[Excerpts from a dataset on pointing at objects]
----
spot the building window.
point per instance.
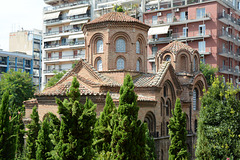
(100, 46)
(167, 58)
(195, 99)
(120, 45)
(99, 65)
(138, 65)
(169, 17)
(120, 63)
(200, 13)
(137, 47)
(202, 30)
(153, 67)
(154, 50)
(201, 47)
(183, 16)
(185, 31)
(154, 19)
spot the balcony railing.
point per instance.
(63, 31)
(195, 35)
(52, 8)
(63, 44)
(55, 70)
(82, 56)
(68, 18)
(176, 21)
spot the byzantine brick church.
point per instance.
(116, 45)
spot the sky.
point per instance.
(17, 14)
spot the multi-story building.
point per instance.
(29, 42)
(63, 38)
(15, 61)
(210, 26)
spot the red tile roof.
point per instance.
(175, 47)
(115, 17)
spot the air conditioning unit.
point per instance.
(159, 14)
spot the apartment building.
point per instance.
(210, 26)
(15, 61)
(29, 42)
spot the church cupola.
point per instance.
(116, 42)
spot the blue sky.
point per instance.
(16, 14)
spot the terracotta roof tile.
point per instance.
(115, 17)
(151, 80)
(175, 47)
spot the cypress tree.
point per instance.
(5, 132)
(178, 133)
(43, 143)
(76, 130)
(128, 140)
(32, 133)
(104, 126)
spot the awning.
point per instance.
(78, 22)
(52, 39)
(51, 16)
(76, 36)
(158, 30)
(77, 11)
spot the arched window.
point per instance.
(167, 58)
(167, 128)
(99, 65)
(195, 126)
(137, 47)
(120, 45)
(120, 63)
(183, 63)
(195, 66)
(138, 65)
(151, 122)
(195, 99)
(100, 46)
(167, 107)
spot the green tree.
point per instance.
(20, 87)
(32, 134)
(178, 133)
(53, 80)
(5, 132)
(76, 130)
(128, 140)
(104, 126)
(208, 71)
(43, 143)
(220, 110)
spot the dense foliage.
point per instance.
(208, 71)
(32, 134)
(53, 80)
(76, 130)
(178, 134)
(219, 121)
(19, 85)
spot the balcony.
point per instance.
(65, 20)
(229, 70)
(224, 35)
(53, 8)
(229, 20)
(181, 36)
(53, 71)
(57, 46)
(65, 58)
(51, 33)
(174, 21)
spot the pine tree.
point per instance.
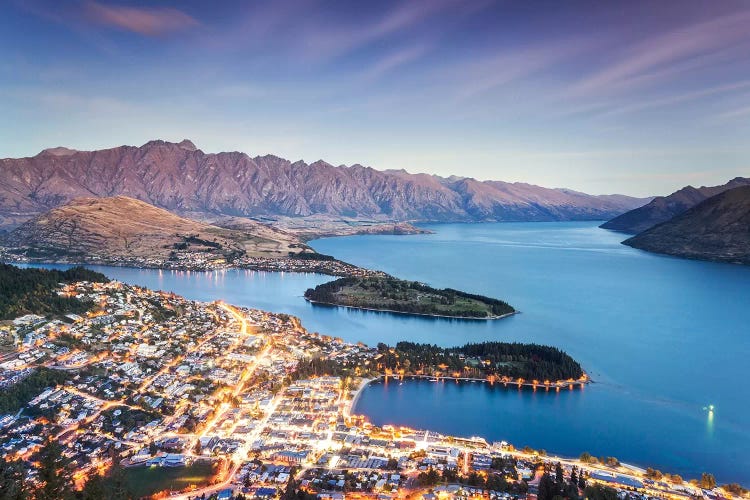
(12, 480)
(55, 473)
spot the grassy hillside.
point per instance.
(25, 291)
(392, 294)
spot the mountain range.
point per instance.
(183, 179)
(663, 208)
(125, 228)
(717, 228)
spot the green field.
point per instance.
(411, 297)
(144, 481)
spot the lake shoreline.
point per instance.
(391, 311)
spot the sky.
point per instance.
(633, 97)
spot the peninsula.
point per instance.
(205, 399)
(386, 293)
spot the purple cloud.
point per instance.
(662, 57)
(144, 21)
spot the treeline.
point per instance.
(514, 360)
(55, 478)
(26, 291)
(317, 367)
(15, 397)
(312, 256)
(401, 296)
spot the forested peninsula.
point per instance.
(386, 293)
(27, 291)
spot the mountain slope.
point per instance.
(715, 229)
(122, 227)
(183, 179)
(663, 208)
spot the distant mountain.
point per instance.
(663, 208)
(122, 227)
(183, 179)
(715, 229)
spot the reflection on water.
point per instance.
(660, 336)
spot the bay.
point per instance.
(662, 338)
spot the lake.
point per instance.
(662, 338)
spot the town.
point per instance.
(201, 400)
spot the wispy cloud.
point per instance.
(734, 113)
(395, 60)
(662, 57)
(509, 65)
(325, 42)
(144, 21)
(677, 99)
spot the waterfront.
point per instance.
(662, 338)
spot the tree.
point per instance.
(429, 478)
(547, 488)
(596, 492)
(55, 473)
(708, 482)
(12, 480)
(559, 475)
(95, 488)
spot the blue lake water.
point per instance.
(662, 337)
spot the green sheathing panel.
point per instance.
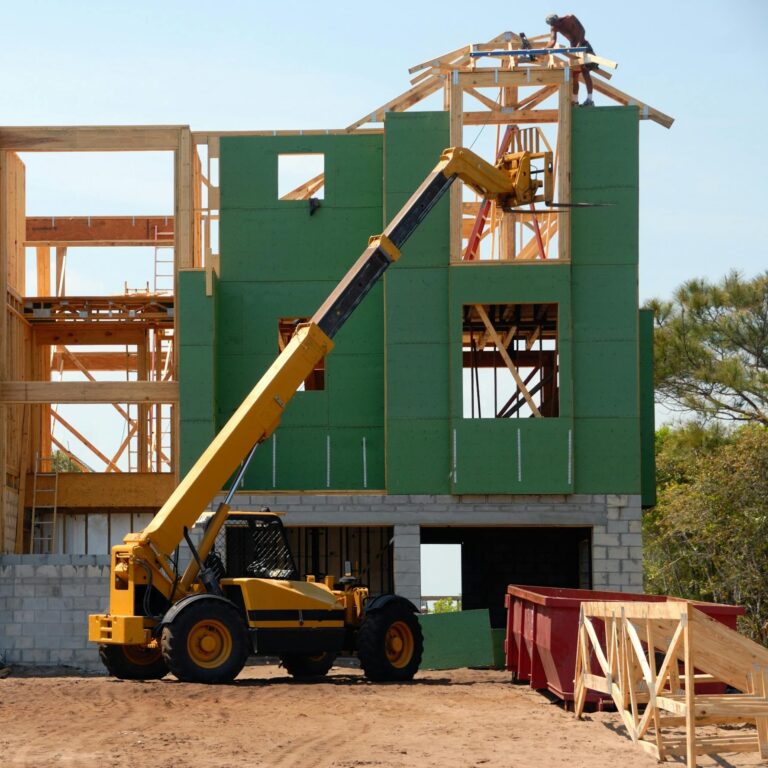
(416, 309)
(455, 640)
(647, 420)
(511, 455)
(278, 261)
(196, 351)
(604, 255)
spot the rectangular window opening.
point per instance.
(286, 327)
(301, 177)
(510, 361)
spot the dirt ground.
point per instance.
(458, 718)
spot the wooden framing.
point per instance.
(84, 231)
(89, 392)
(655, 700)
(36, 334)
(87, 491)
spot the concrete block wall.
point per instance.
(407, 562)
(45, 599)
(44, 605)
(615, 520)
(617, 546)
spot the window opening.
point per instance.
(510, 361)
(301, 176)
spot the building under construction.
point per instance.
(496, 392)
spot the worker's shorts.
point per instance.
(592, 66)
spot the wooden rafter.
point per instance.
(493, 334)
(99, 231)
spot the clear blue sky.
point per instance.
(296, 65)
(246, 65)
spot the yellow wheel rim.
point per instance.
(399, 644)
(209, 643)
(141, 655)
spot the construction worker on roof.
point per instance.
(573, 30)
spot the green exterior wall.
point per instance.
(604, 295)
(647, 414)
(278, 261)
(416, 304)
(393, 394)
(196, 348)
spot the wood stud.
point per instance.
(623, 639)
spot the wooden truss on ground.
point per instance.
(655, 660)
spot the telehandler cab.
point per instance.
(232, 602)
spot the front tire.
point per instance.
(390, 644)
(303, 666)
(206, 642)
(133, 662)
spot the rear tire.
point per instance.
(133, 662)
(206, 642)
(390, 644)
(303, 666)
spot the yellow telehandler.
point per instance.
(204, 623)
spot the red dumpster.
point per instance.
(542, 632)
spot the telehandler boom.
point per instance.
(202, 624)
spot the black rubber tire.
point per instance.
(305, 666)
(182, 640)
(376, 658)
(133, 662)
----
Output all of the lines above as a numbered list, omitting blank lines and leaving out the pictures.

• SOLUTION TO THE PROBLEM:
1. spot the building window.
2. point per instance.
3. (100, 46)
4. (167, 58)
5. (195, 99)
6. (120, 45)
7. (99, 65)
8. (138, 65)
9. (169, 17)
10. (120, 63)
11. (200, 13)
12. (137, 47)
13. (202, 30)
14. (153, 67)
15. (154, 50)
16. (201, 47)
17. (183, 16)
18. (185, 31)
19. (154, 19)
20. spot the balcony railing.
21. point per instance.
22. (63, 31)
23. (195, 35)
24. (52, 8)
25. (63, 44)
26. (55, 70)
27. (82, 56)
28. (68, 18)
29. (176, 21)
30. spot the byzantine brick church.
31. point per instance.
32. (116, 45)
33. spot the sky.
34. point per instance.
35. (17, 14)
36. spot the multi-story building.
37. point per instance.
38. (29, 42)
39. (63, 38)
40. (15, 61)
41. (210, 26)
42. spot the red tile roof.
43. point per instance.
44. (175, 47)
45. (115, 17)
46. spot the air conditioning unit.
47. point per instance.
48. (159, 14)
49. spot the apartment building.
50. point per instance.
51. (210, 26)
52. (15, 61)
53. (29, 42)
54. spot the church cupola.
55. point per instance.
56. (116, 42)
57. spot the blue sky.
58. point per instance.
59. (16, 14)
60. spot the terracotta roof tile.
61. point per instance.
62. (115, 17)
63. (151, 80)
64. (175, 47)
65. spot the cypress tree.
66. point per instance.
67. (5, 132)
68. (178, 133)
69. (43, 143)
70. (76, 130)
71. (128, 140)
72. (32, 133)
73. (104, 126)
74. spot the awning.
75. point per instance.
76. (78, 22)
77. (52, 39)
78. (51, 16)
79. (76, 36)
80. (158, 30)
81. (77, 11)
82. spot the arched window.
83. point per instance.
84. (167, 58)
85. (167, 128)
86. (99, 65)
87. (195, 126)
88. (137, 47)
89. (120, 45)
90. (120, 63)
91. (183, 63)
92. (195, 66)
93. (138, 65)
94. (151, 122)
95. (195, 99)
96. (100, 46)
97. (167, 107)
98. spot the green tree.
99. point per instance.
100. (20, 87)
101. (32, 134)
102. (178, 133)
103. (53, 80)
104. (5, 132)
105. (76, 130)
106. (128, 140)
107. (104, 126)
108. (208, 71)
109. (43, 143)
110. (220, 110)
111. spot the dense foliage.
112. point per instance.
113. (208, 71)
114. (32, 134)
115. (53, 80)
116. (76, 130)
117. (178, 134)
118. (219, 121)
119. (19, 85)
120. spot the balcony.
121. point per instance.
122. (65, 20)
123. (229, 70)
124. (224, 35)
125. (53, 8)
126. (229, 20)
127. (181, 36)
128. (53, 71)
129. (57, 46)
130. (65, 58)
131. (51, 33)
132. (174, 21)
133. spot the pine tree.
134. point per instance.
135. (12, 480)
136. (55, 473)
137. spot the grassy hillside.
138. point per instance.
139. (25, 291)
140. (392, 294)
141. spot the mountain range.
142. point per instance.
143. (183, 179)
144. (663, 208)
145. (125, 228)
146. (717, 228)
147. spot the green field.
148. point per instance.
149. (411, 297)
150. (144, 481)
151. spot the lake shoreline.
152. point per instance.
153. (391, 311)
154. spot the sky.
155. point per instance.
156. (633, 97)
157. spot the peninsula.
158. point per instance.
159. (205, 399)
160. (386, 293)
161. spot the purple cloud.
162. point per instance.
163. (662, 57)
164. (144, 21)
165. spot the treeline.
166. point per instance.
167. (514, 360)
168. (55, 478)
169. (26, 291)
170. (317, 367)
171. (15, 397)
172. (312, 256)
173. (401, 296)
174. spot the forested peninsula.
175. point per instance.
176. (386, 293)
177. (27, 291)
178. spot the mountain slope.
179. point per instance.
180. (715, 229)
181. (122, 227)
182. (183, 179)
183. (663, 208)
184. spot the distant mountain.
185. point per instance.
186. (663, 208)
187. (122, 227)
188. (183, 179)
189. (715, 229)
190. spot the reflection on water.
191. point per instance.
192. (660, 336)
193. spot the bay.
194. point per instance.
195. (662, 338)
196. spot the lake.
197. point per instance.
198. (662, 338)
199. spot the town.
200. point per instance.
201. (201, 400)
202. spot the wispy cloud.
203. point per instance.
204. (734, 113)
205. (395, 60)
206. (662, 57)
207. (509, 65)
208. (325, 42)
209. (144, 21)
210. (677, 99)
211. spot the waterfront.
212. point per instance.
213. (662, 338)
214. spot the tree.
215. point per instance.
216. (429, 478)
217. (547, 488)
218. (596, 492)
219. (55, 473)
220. (708, 482)
221. (12, 480)
222. (559, 475)
223. (95, 488)
224. spot the blue lake water.
225. point per instance.
226. (662, 337)
227. spot the green sheathing panel.
228. point per instance.
229. (416, 309)
230. (455, 640)
231. (647, 420)
232. (511, 455)
233. (278, 261)
234. (196, 351)
235. (604, 255)
236. spot the rectangular window opening.
237. point per instance.
238. (286, 327)
239. (301, 177)
240. (510, 361)
241. spot the dirt ground.
242. point per instance.
243. (458, 718)
244. spot the wooden framing.
245. point per instance.
246. (84, 231)
247. (89, 392)
248. (655, 700)
249. (36, 334)
250. (87, 491)
251. spot the concrete block wall.
252. point per instance.
253. (407, 562)
254. (45, 599)
255. (44, 605)
256. (615, 520)
257. (617, 546)
258. spot the window opening.
259. point per instance.
260. (510, 361)
261. (301, 176)
262. spot the building under construction.
263. point per instance.
264. (496, 392)
265. spot the worker's shorts.
266. point per instance.
267. (592, 66)
268. spot the wooden rafter.
269. point per instance.
270. (493, 334)
271. (99, 231)
272. spot the clear blue sky.
273. point per instance.
274. (296, 65)
275. (246, 65)
276. spot the yellow wheel rim.
277. point per instance.
278. (399, 644)
279. (209, 643)
280. (141, 655)
281. spot the construction worker on roof.
282. point per instance.
283. (573, 30)
284. spot the green exterior wall.
285. point per instance.
286. (604, 295)
287. (647, 414)
288. (278, 261)
289. (416, 304)
290. (393, 394)
291. (196, 348)
292. spot the wood stud.
293. point per instance.
294. (623, 639)
295. spot the wooden truss on ground.
296. point per instance.
297. (655, 660)
298. spot the telehandler cab.
299. point per instance.
300. (232, 602)
301. spot the front tire.
302. point per instance.
303. (390, 644)
304. (303, 666)
305. (206, 642)
306. (133, 662)
307. spot the rear tire.
308. point per instance.
309. (133, 662)
310. (206, 642)
311. (390, 644)
312. (303, 666)
313. spot the yellow telehandler.
314. point per instance.
315. (204, 623)
316. spot the red dumpster.
317. point per instance.
318. (542, 632)
319. spot the telehandler boom.
320. point per instance.
321. (202, 624)
322. spot the black rubber tire.
323. point per instance.
324. (305, 666)
325. (182, 640)
326. (376, 658)
327. (133, 662)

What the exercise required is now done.